DATA FOR PROCESSING:
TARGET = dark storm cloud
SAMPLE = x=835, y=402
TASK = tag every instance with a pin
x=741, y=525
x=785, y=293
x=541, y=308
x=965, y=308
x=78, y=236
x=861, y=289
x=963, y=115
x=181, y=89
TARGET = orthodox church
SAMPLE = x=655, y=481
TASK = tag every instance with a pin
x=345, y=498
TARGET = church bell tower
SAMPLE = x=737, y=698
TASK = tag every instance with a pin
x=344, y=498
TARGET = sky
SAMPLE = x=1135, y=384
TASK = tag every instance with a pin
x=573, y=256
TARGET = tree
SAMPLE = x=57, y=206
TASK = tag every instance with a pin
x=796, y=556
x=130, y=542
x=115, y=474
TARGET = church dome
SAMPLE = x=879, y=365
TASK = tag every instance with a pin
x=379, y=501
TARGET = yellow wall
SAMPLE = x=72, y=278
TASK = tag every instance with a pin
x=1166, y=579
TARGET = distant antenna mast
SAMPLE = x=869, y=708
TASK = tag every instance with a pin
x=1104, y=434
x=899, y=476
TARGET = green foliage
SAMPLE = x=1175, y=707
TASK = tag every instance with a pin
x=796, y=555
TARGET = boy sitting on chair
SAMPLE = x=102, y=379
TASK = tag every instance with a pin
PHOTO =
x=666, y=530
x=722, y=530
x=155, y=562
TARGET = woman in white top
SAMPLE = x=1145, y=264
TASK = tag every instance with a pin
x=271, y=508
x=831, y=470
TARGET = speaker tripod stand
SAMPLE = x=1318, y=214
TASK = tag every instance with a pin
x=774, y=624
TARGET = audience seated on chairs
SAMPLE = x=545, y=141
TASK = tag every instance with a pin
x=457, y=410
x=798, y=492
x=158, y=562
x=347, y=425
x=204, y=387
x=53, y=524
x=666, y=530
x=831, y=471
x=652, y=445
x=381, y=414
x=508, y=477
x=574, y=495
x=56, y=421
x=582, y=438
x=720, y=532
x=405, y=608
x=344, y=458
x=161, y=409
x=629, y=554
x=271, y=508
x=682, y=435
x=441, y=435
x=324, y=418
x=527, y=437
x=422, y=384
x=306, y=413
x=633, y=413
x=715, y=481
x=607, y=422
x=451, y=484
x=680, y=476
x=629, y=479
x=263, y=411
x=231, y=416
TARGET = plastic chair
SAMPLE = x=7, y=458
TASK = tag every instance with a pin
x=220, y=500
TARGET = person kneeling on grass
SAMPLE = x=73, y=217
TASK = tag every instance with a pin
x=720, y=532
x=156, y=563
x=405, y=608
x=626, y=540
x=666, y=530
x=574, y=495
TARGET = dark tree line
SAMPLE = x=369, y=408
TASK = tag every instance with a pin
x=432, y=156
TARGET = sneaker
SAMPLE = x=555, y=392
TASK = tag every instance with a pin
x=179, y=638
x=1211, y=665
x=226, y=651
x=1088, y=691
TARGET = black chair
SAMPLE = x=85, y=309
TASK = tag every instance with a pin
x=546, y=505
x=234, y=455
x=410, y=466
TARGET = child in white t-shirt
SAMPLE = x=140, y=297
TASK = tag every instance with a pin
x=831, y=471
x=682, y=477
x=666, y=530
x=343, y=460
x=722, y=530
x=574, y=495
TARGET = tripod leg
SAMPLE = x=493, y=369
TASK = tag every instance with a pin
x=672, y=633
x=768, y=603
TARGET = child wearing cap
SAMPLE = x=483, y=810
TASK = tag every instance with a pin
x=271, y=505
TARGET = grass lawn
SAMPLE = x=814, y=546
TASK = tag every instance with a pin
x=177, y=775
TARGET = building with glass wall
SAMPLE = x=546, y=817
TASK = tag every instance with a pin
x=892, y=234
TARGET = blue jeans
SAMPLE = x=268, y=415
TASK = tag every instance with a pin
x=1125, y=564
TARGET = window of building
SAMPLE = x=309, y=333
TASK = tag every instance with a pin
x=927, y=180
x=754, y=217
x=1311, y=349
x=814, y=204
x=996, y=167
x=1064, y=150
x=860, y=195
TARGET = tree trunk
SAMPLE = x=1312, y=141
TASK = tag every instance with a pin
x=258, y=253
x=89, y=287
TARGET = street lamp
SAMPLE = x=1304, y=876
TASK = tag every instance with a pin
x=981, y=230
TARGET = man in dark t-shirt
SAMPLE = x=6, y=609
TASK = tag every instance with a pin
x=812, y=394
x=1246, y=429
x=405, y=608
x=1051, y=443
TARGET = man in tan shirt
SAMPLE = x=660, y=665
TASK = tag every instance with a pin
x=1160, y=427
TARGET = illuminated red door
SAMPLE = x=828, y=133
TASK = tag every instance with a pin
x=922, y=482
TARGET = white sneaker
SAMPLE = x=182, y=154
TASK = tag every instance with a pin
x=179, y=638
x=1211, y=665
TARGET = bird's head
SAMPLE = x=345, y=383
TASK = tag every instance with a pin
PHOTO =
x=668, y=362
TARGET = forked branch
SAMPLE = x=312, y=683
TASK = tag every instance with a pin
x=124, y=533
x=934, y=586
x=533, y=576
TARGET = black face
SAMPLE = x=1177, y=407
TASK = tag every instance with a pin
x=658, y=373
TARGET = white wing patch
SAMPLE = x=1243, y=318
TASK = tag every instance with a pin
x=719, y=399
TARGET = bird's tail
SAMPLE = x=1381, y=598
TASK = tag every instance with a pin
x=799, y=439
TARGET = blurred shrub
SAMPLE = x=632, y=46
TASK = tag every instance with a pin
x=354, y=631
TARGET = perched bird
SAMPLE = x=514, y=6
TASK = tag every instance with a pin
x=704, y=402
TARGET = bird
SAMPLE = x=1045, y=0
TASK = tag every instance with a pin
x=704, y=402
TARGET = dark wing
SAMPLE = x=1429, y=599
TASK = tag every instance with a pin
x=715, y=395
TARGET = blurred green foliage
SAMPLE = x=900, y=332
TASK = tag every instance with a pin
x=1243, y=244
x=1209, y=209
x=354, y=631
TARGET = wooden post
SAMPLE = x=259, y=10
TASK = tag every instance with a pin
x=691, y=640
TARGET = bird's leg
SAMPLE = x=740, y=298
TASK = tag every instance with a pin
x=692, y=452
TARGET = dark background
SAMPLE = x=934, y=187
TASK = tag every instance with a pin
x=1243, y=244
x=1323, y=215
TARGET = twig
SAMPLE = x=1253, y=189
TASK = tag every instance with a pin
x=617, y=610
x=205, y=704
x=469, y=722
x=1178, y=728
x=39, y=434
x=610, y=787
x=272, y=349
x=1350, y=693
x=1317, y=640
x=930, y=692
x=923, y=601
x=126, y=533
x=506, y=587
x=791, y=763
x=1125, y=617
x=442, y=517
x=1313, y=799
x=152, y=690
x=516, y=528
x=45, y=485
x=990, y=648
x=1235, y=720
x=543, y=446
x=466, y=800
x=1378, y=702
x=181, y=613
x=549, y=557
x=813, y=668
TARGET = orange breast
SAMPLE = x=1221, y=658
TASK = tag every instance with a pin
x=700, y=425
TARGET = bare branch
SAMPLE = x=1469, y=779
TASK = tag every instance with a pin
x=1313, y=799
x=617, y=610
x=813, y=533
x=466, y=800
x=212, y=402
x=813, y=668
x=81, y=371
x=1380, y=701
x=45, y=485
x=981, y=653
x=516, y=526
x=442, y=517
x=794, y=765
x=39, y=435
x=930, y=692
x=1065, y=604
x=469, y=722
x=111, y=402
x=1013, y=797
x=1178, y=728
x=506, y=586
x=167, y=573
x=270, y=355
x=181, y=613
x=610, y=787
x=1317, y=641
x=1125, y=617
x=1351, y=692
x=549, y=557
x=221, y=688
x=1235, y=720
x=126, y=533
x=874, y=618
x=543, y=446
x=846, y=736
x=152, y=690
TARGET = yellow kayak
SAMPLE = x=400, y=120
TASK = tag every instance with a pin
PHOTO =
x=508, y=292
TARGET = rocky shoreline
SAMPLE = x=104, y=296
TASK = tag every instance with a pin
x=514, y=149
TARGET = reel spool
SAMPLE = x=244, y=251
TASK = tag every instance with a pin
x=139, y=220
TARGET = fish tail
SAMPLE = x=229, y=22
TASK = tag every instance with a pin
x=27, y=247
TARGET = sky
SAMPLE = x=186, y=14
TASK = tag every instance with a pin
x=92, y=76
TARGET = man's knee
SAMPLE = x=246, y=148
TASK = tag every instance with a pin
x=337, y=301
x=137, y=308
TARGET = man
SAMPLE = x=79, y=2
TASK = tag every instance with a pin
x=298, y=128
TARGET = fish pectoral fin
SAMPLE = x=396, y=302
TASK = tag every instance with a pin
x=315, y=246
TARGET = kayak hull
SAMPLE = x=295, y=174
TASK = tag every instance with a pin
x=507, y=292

DIRECTIONS: Take the line with "TARGET = rocky shoreline" and all lines after it to the last line, and reproduce them exactly.

OUTPUT OF THE EXERCISE:
TARGET = rocky shoreline
SAMPLE = x=104, y=296
TASK = tag every instance with a pin
x=514, y=149
TARGET = reel spool
SAMPLE = x=244, y=251
TASK = tag every instance with a pin
x=139, y=220
TARGET = fish tail
SAMPLE = x=229, y=22
TASK = tag every instance with a pin
x=27, y=247
TARGET = sky
SAMPLE = x=186, y=14
TASK = tag every instance with a pin
x=92, y=76
TARGET = man's knee
SAMPLE = x=246, y=148
TASK = tag every instance with a pin
x=337, y=301
x=137, y=308
TARGET = man
SAMPLE = x=79, y=2
TASK = tag every instance with a pin
x=298, y=128
TARGET = fish pectoral fin
SAMPLE = x=396, y=302
TASK = tag every instance with a pin
x=315, y=246
TARGET = kayak hull
SAMPLE = x=295, y=174
TASK = tag every instance with a pin
x=507, y=292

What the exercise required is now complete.